Records of labeled boxes:
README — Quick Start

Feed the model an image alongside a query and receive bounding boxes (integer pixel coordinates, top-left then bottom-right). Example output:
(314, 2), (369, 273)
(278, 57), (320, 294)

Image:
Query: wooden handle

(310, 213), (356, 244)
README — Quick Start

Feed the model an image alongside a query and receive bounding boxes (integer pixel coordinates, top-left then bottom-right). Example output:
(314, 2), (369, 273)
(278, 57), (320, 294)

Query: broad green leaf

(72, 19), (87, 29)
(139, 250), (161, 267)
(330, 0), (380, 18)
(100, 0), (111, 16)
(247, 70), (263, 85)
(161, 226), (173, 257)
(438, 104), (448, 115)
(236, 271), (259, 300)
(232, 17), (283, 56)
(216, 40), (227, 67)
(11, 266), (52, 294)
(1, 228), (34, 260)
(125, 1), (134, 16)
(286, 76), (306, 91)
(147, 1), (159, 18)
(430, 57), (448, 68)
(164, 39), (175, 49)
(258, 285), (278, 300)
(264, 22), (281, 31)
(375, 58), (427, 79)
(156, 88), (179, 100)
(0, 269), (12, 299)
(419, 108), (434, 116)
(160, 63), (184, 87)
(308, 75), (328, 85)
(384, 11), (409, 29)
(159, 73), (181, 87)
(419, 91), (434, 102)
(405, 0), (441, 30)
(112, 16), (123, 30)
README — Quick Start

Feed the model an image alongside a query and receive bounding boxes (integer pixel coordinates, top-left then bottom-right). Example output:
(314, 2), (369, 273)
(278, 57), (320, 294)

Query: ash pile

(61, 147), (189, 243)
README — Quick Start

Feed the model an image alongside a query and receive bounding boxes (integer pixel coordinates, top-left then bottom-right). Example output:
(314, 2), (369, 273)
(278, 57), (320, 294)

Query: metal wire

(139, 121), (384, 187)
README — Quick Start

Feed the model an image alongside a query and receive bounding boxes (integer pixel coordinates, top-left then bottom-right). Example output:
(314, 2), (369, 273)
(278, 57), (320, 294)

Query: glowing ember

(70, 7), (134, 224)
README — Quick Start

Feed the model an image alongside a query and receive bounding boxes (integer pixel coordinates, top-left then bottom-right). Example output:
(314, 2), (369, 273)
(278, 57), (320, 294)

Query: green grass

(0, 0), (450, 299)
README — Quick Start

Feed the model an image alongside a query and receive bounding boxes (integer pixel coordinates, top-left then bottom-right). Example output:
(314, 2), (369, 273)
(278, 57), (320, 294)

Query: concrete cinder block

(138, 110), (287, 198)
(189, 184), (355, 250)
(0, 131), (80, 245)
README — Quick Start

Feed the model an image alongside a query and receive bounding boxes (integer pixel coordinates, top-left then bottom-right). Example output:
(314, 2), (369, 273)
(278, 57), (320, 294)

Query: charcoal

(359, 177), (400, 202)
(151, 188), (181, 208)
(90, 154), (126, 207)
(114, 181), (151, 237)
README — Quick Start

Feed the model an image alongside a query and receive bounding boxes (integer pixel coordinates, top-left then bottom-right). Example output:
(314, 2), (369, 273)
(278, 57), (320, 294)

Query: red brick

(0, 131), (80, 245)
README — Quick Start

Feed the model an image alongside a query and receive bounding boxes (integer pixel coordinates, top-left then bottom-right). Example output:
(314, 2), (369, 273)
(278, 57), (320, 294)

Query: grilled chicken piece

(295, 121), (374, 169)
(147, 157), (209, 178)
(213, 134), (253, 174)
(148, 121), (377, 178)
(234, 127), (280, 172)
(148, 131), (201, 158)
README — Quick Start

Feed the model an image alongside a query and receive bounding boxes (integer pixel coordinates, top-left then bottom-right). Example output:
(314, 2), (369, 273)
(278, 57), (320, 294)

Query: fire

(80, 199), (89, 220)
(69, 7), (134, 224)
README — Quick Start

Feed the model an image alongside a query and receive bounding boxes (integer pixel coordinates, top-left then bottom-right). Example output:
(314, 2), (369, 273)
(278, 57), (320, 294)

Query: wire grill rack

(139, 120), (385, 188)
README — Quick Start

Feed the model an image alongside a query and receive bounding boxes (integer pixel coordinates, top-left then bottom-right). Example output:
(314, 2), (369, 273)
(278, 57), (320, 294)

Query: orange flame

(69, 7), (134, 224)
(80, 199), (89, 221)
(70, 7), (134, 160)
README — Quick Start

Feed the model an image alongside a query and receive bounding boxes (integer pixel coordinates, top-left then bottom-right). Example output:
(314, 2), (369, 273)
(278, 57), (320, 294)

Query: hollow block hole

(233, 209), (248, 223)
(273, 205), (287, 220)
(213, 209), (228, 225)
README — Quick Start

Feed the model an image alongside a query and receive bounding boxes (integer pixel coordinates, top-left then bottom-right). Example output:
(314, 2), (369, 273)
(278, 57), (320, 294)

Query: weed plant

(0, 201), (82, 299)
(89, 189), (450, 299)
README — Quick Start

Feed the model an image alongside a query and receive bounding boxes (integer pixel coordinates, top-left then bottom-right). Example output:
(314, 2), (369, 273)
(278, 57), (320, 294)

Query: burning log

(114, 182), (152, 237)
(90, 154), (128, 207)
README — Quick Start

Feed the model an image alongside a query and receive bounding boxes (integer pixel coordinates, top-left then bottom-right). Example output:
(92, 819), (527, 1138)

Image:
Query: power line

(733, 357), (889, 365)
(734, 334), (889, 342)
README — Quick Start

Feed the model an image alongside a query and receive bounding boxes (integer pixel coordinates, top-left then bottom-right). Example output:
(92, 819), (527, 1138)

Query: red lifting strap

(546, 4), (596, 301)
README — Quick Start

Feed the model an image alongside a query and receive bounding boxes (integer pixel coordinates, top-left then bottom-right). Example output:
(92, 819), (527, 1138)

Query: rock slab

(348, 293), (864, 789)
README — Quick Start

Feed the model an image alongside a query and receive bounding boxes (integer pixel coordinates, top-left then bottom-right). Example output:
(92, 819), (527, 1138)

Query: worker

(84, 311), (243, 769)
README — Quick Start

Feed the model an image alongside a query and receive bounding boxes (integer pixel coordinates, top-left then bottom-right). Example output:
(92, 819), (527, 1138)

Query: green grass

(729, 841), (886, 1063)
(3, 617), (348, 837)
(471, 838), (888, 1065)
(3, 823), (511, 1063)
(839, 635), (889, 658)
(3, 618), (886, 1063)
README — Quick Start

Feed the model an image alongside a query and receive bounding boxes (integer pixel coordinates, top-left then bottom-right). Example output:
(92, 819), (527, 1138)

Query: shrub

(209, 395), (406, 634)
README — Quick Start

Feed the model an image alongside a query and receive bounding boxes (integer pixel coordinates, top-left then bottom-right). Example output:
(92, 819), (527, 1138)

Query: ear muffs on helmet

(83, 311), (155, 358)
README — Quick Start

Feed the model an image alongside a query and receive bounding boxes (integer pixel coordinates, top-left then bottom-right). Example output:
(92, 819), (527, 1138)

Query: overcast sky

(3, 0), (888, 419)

### EXERCISE REQUIREMENTS
How many lines in the data above contain the string "wire"? Reply with the number alone.

### SOLUTION TO THIS PROBLEM
2